(Region labeling records)

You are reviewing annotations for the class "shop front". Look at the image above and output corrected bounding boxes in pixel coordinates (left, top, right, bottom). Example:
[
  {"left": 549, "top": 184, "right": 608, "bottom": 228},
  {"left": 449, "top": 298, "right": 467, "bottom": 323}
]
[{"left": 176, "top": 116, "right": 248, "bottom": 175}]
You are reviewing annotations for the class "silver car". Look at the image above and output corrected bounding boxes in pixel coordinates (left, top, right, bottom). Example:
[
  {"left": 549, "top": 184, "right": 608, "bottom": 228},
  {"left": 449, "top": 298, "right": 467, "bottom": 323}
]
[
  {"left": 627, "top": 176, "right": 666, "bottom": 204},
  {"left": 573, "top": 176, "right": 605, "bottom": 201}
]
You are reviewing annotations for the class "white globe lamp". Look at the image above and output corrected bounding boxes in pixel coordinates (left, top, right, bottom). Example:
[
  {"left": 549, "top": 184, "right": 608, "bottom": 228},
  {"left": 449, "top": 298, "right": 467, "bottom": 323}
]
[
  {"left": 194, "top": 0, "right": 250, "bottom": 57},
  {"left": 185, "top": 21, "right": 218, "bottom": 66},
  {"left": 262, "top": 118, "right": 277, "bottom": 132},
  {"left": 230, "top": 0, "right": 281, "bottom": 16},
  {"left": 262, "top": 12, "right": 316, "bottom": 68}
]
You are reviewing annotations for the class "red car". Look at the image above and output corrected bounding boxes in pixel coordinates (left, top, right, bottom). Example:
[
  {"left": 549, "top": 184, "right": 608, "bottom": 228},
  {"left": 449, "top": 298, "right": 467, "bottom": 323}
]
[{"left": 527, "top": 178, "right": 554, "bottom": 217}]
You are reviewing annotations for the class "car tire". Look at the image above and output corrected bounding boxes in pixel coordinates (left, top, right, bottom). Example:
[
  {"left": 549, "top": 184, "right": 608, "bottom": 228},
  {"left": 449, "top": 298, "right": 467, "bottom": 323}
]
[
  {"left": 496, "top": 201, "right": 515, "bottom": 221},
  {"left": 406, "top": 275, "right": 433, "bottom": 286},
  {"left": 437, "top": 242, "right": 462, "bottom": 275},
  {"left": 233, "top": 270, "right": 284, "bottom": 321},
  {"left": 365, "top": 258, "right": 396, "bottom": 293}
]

Required task
Select and copy every line of the entries above that contains the word "bounding". Matching is case-sensitive.

Answer below
You are reviewing annotations for the class "shop front". Look at the image above and output corrected bounding boxes in pixel coordinates (left, top, right, bottom). Example:
You are reviewing annotations for the class "silver car". Look at the image above and output corrected bounding boxes in pixel coordinates (left, top, right, bottom). Example:
You are reviewing annotations for the class "white globe lamp". Look at the image above and output corrected bounding boxes in pixel coordinates (left, top, right, bottom). Example:
You are reviewing annotations for the class "red car". Look at the image above and output corrected bounding boxes in pixel coordinates (left, top, right, bottom). Example:
You are reviewing annotations for the class "car tire". Look at the image above and output corrected bounding boxes in pixel coordinates (left, top, right, bottom). Example:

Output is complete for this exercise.